**Stated task:** Edit the records from the line containing "Point out every instance of the brick" down to the line containing "x=267, y=275" so that "wooden dresser" reads "oak dresser" instead, with nothing else altered. Give back only those lines.

(Entries from a pointing dataset)

------------------------------------

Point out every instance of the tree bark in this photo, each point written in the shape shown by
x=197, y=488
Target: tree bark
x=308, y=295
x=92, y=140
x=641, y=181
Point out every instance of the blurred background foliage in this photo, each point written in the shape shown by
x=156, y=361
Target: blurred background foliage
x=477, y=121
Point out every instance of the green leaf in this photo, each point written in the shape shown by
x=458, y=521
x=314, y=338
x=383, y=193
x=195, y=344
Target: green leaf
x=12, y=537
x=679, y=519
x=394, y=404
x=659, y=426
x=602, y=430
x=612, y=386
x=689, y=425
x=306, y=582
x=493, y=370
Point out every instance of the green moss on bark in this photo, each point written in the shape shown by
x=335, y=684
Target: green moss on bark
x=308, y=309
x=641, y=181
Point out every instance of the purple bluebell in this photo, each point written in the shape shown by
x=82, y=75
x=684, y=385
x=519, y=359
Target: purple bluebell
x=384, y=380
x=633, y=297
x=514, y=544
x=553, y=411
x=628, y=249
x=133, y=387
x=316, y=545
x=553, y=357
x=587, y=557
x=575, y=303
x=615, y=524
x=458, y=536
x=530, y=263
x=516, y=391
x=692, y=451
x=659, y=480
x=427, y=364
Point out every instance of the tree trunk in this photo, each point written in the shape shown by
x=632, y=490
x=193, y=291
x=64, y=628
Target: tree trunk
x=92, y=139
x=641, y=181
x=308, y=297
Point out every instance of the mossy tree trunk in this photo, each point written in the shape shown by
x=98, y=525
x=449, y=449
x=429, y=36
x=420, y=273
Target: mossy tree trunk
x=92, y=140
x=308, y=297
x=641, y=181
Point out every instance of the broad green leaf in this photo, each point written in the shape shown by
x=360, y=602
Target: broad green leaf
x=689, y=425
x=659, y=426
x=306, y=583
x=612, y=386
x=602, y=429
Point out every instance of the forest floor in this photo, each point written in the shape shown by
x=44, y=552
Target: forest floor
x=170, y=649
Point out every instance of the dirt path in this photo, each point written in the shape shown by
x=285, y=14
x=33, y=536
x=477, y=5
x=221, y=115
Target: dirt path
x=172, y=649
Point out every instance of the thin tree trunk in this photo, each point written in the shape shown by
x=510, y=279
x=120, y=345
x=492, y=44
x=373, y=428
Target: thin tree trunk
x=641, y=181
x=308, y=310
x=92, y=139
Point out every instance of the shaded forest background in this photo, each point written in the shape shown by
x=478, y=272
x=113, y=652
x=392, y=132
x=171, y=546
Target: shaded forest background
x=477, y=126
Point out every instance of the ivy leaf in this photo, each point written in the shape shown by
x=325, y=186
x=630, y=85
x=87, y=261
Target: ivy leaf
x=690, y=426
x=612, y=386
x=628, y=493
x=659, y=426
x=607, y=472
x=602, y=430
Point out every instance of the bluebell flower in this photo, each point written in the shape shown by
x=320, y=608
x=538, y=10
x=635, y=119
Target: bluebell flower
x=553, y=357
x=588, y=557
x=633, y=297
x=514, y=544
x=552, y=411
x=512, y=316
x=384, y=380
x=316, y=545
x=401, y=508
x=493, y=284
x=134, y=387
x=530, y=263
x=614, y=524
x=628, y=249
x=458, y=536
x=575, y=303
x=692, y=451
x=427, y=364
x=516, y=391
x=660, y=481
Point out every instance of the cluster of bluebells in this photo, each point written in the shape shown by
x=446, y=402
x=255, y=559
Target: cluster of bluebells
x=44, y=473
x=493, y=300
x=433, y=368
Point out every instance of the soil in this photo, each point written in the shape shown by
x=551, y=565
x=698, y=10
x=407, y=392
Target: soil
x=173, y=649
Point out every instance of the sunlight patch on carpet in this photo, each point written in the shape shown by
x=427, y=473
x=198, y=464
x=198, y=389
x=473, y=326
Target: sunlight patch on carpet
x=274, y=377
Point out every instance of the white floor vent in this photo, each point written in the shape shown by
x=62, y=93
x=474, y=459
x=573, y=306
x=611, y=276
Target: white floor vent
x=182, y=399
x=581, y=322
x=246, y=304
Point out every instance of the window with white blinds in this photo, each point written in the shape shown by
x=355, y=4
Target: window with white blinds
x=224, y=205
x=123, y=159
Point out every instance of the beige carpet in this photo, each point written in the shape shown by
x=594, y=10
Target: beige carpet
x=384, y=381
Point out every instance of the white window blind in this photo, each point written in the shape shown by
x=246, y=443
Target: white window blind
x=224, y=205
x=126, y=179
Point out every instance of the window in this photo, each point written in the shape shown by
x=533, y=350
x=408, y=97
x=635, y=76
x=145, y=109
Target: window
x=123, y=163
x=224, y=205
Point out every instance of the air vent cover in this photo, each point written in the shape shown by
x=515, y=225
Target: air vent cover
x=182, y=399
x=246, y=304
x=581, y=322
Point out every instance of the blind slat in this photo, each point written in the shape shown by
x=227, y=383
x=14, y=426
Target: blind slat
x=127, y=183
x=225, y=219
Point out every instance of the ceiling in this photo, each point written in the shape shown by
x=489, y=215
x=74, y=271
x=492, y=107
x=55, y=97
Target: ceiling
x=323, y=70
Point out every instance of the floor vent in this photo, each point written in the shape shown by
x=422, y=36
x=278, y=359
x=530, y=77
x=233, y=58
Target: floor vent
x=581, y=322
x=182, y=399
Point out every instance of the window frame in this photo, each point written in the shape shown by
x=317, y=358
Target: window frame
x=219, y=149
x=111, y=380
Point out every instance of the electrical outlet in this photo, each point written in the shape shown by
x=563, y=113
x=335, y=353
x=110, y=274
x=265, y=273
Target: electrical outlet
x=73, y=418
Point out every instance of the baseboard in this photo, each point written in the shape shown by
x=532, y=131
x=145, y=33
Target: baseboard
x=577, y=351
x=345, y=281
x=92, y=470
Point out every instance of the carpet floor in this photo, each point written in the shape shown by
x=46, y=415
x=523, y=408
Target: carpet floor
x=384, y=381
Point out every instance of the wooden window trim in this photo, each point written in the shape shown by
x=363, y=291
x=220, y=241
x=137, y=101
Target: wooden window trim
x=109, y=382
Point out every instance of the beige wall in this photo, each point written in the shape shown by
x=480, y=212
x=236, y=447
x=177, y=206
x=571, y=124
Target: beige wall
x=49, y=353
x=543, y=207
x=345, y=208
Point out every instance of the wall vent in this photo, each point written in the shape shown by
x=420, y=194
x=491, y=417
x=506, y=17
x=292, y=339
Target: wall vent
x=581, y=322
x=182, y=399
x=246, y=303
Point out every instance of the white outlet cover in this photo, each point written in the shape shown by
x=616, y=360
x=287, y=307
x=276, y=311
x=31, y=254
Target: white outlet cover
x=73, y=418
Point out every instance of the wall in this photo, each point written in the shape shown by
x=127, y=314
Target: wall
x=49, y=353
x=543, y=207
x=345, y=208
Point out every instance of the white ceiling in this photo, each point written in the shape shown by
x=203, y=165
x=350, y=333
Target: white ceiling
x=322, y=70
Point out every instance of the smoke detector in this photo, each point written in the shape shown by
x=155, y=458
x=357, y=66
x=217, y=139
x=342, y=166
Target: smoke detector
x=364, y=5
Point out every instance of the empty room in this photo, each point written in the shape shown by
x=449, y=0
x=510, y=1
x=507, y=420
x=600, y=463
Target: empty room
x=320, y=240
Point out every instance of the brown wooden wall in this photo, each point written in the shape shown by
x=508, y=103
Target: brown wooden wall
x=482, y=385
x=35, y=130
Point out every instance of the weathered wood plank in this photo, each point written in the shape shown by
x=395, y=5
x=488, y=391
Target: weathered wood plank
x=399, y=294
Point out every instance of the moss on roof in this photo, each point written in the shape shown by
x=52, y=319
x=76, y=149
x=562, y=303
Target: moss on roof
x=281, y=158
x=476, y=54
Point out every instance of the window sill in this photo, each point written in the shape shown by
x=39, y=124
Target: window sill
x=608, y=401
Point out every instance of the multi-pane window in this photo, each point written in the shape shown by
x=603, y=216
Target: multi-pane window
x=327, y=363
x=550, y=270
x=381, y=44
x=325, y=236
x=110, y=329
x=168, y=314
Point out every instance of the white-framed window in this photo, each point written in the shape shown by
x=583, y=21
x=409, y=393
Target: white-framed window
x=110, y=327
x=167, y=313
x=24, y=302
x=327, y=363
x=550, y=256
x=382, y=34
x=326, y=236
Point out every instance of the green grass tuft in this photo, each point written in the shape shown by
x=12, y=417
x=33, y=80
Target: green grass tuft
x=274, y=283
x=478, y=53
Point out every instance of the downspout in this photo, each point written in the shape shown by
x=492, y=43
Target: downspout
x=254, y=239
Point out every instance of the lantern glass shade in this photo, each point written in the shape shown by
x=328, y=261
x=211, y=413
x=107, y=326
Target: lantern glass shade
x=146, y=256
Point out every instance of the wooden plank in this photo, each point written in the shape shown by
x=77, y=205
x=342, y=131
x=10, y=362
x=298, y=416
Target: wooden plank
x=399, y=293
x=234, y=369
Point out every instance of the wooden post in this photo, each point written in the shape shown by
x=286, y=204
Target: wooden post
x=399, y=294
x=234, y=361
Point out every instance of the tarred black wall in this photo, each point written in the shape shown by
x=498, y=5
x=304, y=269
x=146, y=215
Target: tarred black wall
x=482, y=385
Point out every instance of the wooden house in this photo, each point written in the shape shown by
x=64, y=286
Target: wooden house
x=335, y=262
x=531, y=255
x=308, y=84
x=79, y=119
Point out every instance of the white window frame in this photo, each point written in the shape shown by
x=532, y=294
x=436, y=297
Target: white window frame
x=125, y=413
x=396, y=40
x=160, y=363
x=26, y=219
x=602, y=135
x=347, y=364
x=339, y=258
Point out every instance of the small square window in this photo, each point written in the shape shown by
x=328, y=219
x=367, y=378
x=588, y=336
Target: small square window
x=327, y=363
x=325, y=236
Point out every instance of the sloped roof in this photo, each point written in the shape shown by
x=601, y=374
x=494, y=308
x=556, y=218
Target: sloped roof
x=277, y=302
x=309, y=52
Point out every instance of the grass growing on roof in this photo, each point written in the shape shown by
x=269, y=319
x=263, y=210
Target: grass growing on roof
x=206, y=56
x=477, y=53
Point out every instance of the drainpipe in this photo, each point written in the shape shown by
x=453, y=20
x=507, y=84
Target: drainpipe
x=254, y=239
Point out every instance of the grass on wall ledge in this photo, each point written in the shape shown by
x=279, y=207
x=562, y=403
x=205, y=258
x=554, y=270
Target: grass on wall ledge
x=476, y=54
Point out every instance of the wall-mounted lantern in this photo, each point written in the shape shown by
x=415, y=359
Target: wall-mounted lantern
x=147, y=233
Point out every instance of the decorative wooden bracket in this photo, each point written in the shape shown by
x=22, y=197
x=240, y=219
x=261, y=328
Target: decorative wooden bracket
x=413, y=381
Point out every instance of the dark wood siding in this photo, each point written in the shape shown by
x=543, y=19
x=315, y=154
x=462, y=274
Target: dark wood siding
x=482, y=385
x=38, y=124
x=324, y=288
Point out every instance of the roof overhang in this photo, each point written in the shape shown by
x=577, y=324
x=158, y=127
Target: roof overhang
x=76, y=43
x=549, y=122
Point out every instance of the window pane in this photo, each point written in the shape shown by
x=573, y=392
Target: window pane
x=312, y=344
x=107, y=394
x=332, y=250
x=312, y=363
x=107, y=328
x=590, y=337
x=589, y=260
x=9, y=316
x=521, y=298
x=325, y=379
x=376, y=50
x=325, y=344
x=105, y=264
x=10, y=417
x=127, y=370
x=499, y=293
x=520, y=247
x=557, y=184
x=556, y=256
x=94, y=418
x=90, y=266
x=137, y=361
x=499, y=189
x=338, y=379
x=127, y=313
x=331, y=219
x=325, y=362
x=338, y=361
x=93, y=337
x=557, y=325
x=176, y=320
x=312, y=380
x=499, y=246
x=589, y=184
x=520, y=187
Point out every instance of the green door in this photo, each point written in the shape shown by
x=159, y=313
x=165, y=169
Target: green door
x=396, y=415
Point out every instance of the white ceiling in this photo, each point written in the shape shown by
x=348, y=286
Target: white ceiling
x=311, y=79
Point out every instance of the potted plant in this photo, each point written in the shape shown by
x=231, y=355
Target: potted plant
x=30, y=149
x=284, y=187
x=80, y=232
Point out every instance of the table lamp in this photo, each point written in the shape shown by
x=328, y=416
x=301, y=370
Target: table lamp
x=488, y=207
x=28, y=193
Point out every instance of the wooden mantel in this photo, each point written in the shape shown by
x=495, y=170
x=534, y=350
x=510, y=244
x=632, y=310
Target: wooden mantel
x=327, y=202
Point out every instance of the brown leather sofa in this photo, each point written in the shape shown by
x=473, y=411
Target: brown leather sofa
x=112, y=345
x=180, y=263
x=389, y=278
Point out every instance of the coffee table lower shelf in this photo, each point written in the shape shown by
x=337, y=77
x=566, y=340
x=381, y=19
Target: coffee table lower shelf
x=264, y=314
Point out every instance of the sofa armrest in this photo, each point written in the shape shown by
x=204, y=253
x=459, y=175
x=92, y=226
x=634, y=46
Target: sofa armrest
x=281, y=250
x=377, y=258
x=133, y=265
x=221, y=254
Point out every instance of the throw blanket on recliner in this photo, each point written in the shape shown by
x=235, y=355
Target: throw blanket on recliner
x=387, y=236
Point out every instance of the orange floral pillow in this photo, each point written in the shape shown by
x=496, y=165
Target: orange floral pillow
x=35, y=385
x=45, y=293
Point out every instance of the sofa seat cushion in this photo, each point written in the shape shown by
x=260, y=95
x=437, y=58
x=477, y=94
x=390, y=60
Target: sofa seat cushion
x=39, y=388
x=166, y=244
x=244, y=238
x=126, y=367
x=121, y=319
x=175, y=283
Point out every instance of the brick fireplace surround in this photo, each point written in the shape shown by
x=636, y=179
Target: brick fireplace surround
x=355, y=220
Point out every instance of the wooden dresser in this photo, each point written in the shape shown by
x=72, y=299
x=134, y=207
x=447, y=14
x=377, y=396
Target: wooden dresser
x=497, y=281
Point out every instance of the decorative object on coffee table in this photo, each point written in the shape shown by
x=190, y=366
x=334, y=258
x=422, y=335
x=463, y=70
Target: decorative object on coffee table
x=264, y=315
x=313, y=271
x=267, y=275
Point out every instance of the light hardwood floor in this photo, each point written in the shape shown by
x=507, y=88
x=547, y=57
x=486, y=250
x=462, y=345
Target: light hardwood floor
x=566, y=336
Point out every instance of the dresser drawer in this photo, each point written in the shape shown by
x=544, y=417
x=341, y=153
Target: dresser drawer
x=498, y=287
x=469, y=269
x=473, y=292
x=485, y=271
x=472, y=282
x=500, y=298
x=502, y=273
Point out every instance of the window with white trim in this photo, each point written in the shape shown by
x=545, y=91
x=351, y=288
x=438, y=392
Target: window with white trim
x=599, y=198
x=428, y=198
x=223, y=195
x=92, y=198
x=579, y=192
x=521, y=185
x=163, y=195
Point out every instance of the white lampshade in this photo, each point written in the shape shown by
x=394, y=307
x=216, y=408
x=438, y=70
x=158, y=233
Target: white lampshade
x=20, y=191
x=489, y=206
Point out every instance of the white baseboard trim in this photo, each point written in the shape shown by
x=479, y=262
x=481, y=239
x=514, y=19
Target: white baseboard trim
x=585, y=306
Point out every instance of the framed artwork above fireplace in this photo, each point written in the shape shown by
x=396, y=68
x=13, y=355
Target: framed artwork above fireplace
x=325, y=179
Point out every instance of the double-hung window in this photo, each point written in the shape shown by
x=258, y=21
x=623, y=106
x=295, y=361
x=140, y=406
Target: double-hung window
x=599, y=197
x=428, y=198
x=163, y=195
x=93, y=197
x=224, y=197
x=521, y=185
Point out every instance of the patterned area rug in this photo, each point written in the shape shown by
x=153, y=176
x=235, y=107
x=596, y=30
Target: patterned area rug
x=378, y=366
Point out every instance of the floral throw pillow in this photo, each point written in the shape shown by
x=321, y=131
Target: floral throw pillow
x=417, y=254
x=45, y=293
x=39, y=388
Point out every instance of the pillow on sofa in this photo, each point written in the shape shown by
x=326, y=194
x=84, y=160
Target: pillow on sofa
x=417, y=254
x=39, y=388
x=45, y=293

------------------------------------

**Answer:**
Point out every instance of the brick fireplace surround in this photo, each point written in the shape shown by
x=636, y=179
Target: brick fireplace surround
x=355, y=220
Point out every instance of the oak dresser in this photo, each point written in the shape shown by
x=72, y=299
x=134, y=207
x=447, y=14
x=377, y=396
Target: oak dresser
x=497, y=281
Point out every instance of the decorative object on coffee table in this photo, each point written in the shape shown by
x=190, y=366
x=334, y=258
x=422, y=335
x=463, y=70
Target: decorative object on coffee table
x=264, y=315
x=313, y=271
x=267, y=275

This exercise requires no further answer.